══ RECORDS PROVIDED

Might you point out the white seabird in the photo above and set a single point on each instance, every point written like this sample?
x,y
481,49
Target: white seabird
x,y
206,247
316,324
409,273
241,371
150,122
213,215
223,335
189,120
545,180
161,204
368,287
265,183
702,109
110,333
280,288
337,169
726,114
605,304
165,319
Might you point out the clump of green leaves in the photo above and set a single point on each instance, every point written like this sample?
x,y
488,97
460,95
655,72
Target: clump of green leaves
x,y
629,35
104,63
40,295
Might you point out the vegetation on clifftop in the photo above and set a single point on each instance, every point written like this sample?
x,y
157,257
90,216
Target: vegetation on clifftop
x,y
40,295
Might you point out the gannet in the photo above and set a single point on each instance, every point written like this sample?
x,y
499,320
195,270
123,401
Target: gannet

════

## TASK STATEMENT:
Put the lines above, from the line with "Might you point out the clump" through the final line (both included), into a JSON list of strings with one string per line, leaving out any blank lines.

## RESULT OF THE EXERCISE:
[
  "Might you point out the clump of green leaves in the photo above and set a single point on each instance, every point written like this sample?",
  "x,y",
  "488,97",
  "460,95",
  "655,72",
  "Target: clump of green leaves",
  "x,y",
  "629,35",
  "104,63",
  "40,295",
  "Might you point out the vegetation on clifftop in the photo above and set a single point on each instance, every point written like this sample?",
  "x,y",
  "157,257",
  "90,216",
  "Target: vegetation on clifftop",
  "x,y",
  "40,295",
  "Might you point out the gannet in the photo above and set a single point on each instance, every point written like this sample?",
  "x,y",
  "499,320",
  "195,270",
  "123,401",
  "Target: gannet"
]